- GIVEN REQUEST A: Please repeat the essay on Lim's music from "Music involves people" to "ways of being.", switching "ensemble" to "group".
- GIVEN REQUEST B: Why, according to the essay on Lim's music, has shamanism allowed Lim to connect the points of her own heritage? Answer in one to three sentences.
- GIVEN REQUEST C: In the essay on Lim's music, what does the title The Quickening refer to?

- DOCUMENT EXTRACT:
++++++++

At first Lim’s interests can seem eclectic. Yet there are recurring themes. One is that of shamanic possession or the fluidity of states of living between the human and the animal, the mundane and the unearthly, the present and the eternal. It is a tense combination of ritual and ecstasy – two words often used in descriptions of Lim’s work – and is articulated in her music’s blend of rigour and abandon.

Using the full range of techniques available to a composer in the early 21st century, she transforms her players into channellers of these wild forces. Vocalists use whacky whistles in their mouths to change into animal or insectoid voices (The Navigator); players become absorbed in lengthy, meditative communion with their instruments (Bardo’i-thos-grol, a seven-day installation created with the artist Domenico de Clario 1994–5); the sensations of playing become the door to private knowledge systems (Invisibility for solo cello, 2009).

Shamanism has allowed Lim to connect the points of her own heritage, from China to Australia to Europe, all places with ancient stories of animal-human transmutation. A fulcrum of these different backgrounds is The Quickening (2005), one of the first works Lim wrote after becoming a parent. Its title refers to the mother first feeling her baby moving in the womb. Motherhood may be its theme, but the work is a typical complex of ideas. It is composed for the quintessentially Lim-like pairing of soprano and qin, the most revered of Chinese instruments; the text, by the poet Yang Lian, speaks of ‘cicadas in the body’ and ‘a ceremony for childbirth’. In the score’s preface Lim also refers to the shamanic practices of Aboriginal healers, the ‘ecstatic Central Desert art of Aboriginal Australia’ and the kinaesthetic performance practice of the qin.

The Navigator (2007–8) represents another, still greater coming together. Its libretto is by the Australian poet Patricia Sykes, with whom Lim had previously worked on Mother Tongue for soprano and ensemble (2005). The partnership with Kosky was also renewed for the work’s first productions at the Brisbane Festival and Melbourne International Festival of the Arts. And the music was again composed for the musicians of ELISION, several of whom gained new solo and ensemble works extracted from the piece (Wild Winged-One for trumpet, Weaver of Fictions for alto Ganassi recorder, and Sensorium for countertenor, Baroque harp, viola d’amore and harpsichord). The Navigator also introduces a new element: Wagner. Lim has said that hearing the Tristan prelude in 2004 helped her ‘fall in love with music again’, and the story (and disguised moments of the music) feed into her own opera. Since The Navigator, Lim has widened her circles of collaboration further still, working with members of musikFabrik on solo works such as Axis Mundi (2012–13) for bassoon and The Green Lion Eats the Sun (2014) for double-bell euphonium, as well as a major setting of the Sufi poet Hafez, Tongue of the Invisible (2010–11), which uses systems of improvisation devised in close cooperation with the players.

Music involves people on three levels. The physical relation between the performer and their instrument; the bonds of friendship and collaboration between different performers in an ensemble (and between composer and those performers); and the connection between music and external groups of people, whether the audience in the concert hall or segments of the wider society. Profoundly humanistic, Lim’s music is a conduit between all three, in which the actions of a performer’s finger on a string or lips on a mouthpiece open up reflection on entire cultural systems and ways of being.

++++++++

- SUPPLIED ENTRIES:

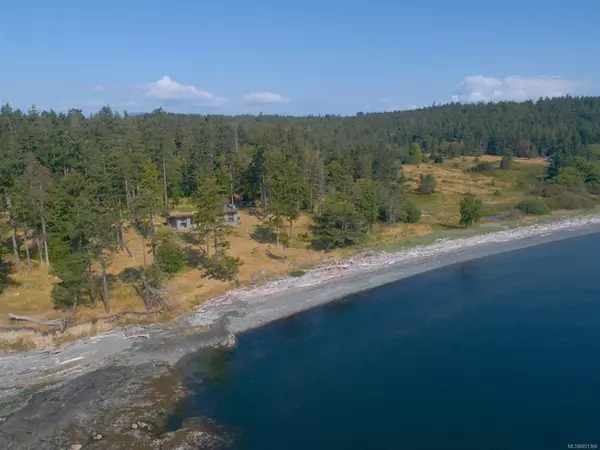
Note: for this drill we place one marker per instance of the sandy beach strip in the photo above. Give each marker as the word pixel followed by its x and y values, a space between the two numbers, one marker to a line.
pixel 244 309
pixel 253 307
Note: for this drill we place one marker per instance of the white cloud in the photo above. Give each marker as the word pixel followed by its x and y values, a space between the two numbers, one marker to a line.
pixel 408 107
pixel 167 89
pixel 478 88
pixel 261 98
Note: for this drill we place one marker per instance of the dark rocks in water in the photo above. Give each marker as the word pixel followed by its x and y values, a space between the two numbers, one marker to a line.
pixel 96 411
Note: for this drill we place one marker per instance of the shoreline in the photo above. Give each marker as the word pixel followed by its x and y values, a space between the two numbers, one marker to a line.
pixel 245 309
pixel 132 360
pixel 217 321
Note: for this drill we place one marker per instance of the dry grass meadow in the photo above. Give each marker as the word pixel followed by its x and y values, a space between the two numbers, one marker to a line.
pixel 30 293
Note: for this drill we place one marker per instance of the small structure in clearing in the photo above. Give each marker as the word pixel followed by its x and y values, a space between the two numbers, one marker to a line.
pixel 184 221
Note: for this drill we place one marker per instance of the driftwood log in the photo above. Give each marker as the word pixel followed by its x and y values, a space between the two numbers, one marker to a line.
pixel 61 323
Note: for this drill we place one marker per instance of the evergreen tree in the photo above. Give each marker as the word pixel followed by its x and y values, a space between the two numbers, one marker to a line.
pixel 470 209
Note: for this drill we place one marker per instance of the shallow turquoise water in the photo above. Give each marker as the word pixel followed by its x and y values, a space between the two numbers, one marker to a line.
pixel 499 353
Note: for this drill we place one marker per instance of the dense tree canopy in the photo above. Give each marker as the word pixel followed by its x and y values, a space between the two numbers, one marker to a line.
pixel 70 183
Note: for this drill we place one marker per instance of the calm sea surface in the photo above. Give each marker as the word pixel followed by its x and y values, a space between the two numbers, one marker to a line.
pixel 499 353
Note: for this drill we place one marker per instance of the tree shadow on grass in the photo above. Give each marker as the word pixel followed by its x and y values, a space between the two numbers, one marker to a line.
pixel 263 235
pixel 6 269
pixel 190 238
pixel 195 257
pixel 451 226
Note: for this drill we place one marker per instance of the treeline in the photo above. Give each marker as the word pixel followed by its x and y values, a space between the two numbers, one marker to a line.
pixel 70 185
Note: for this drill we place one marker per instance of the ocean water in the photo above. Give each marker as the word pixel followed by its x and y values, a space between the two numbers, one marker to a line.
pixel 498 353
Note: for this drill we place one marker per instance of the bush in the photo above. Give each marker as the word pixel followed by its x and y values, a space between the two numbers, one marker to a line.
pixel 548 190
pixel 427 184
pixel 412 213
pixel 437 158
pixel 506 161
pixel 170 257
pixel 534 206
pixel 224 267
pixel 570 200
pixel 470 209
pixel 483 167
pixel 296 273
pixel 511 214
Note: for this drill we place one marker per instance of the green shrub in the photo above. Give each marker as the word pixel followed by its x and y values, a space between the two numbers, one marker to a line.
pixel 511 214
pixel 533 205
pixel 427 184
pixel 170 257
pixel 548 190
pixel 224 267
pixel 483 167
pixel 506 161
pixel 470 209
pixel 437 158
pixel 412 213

++++++++

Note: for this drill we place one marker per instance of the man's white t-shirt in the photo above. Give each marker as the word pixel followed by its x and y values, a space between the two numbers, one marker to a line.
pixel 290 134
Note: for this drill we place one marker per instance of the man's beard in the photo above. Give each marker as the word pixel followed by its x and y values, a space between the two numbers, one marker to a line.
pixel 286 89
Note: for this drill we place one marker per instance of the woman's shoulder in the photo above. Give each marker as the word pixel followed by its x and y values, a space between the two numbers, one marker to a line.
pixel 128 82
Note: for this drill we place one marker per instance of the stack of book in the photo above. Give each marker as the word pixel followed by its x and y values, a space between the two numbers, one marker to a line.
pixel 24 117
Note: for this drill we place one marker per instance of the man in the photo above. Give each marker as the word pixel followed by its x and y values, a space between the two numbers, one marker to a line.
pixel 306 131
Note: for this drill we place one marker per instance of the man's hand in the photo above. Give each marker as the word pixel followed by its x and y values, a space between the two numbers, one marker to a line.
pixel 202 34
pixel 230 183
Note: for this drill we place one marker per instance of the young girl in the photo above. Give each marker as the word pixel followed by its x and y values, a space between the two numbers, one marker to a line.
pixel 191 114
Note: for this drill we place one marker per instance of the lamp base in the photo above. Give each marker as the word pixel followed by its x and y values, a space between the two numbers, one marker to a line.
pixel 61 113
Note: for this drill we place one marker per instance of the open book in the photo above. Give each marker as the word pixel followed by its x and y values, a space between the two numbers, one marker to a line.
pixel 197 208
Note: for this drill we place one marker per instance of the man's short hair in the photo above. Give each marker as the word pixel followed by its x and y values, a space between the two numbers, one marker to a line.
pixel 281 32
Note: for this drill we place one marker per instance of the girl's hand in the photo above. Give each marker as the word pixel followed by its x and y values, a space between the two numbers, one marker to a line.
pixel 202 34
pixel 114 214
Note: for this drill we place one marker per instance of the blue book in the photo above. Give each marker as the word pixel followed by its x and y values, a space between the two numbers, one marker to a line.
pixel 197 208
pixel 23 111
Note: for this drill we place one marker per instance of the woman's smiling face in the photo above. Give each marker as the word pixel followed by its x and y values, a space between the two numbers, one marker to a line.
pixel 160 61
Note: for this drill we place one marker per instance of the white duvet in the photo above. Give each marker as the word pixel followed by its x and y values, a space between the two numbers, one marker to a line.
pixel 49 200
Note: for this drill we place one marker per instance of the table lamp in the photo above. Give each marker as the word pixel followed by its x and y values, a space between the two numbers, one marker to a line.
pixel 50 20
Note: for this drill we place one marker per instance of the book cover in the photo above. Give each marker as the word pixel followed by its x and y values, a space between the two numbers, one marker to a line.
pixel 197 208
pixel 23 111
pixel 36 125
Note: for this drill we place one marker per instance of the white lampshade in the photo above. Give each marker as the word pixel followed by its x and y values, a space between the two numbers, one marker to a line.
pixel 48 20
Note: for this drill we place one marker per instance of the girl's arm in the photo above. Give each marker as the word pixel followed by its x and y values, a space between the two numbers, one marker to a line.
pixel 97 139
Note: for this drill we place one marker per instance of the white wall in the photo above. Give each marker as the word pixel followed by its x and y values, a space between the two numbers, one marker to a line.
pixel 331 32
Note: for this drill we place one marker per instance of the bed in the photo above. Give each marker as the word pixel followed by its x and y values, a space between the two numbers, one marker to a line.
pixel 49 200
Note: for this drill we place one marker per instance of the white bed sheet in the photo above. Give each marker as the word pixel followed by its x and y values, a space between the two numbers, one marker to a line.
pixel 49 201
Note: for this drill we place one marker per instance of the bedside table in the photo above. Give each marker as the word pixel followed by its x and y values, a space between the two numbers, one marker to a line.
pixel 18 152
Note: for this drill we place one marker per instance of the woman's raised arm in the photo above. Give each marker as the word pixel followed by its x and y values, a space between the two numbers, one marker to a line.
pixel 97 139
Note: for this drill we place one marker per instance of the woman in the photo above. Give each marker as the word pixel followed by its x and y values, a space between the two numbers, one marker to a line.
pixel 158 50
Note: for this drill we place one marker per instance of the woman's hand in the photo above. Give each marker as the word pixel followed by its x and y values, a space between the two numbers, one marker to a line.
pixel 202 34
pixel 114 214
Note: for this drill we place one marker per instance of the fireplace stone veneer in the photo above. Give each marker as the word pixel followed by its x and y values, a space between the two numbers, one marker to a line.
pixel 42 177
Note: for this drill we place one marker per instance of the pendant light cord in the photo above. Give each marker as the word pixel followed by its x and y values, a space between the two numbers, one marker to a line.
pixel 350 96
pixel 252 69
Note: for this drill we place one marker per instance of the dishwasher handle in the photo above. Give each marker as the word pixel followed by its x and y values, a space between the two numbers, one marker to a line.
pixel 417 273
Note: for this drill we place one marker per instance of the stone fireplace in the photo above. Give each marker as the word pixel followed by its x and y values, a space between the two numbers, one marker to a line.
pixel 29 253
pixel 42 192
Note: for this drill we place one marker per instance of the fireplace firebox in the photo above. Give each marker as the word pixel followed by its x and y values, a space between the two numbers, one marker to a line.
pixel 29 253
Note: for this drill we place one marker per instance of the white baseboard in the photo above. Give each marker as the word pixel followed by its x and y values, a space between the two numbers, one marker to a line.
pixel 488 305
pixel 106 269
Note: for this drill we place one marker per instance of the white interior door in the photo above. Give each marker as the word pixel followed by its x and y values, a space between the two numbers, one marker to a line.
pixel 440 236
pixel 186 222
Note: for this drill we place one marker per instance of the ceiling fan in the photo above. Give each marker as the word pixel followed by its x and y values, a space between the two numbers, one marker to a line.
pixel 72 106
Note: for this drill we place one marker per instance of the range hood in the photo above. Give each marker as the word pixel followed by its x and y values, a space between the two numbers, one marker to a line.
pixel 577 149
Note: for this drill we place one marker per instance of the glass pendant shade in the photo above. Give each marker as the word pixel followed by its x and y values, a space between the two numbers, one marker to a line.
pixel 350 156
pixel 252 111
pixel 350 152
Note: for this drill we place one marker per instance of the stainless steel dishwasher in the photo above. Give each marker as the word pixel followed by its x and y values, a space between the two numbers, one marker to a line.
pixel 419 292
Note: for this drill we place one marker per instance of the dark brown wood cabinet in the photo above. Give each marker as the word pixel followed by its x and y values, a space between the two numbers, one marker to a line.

++++++++

- FULL OUTPUT A:
Music involves people on three levels. The physical relation between the performer and their instrument; the bonds of friendship and collaboration between different performers in an group (and between composer and those performers); and the connection between music and external groups of people, whether the audience in the concert hall or segments of the wider society. Profoundly humanistic, Lim’s music is a conduit between all three, in which the actions of a performer’s finger on a string or lips on a mouthpiece open up reflection on entire cultural systems and ways of being.

- FULL OUTPUT B: Her heritage runs from China to Australia to Europe, and all of these are places with ancient stories of animal-human transmutation.

- FULL OUTPUT C: It refers to the mother first feeling her baby moving in the womb.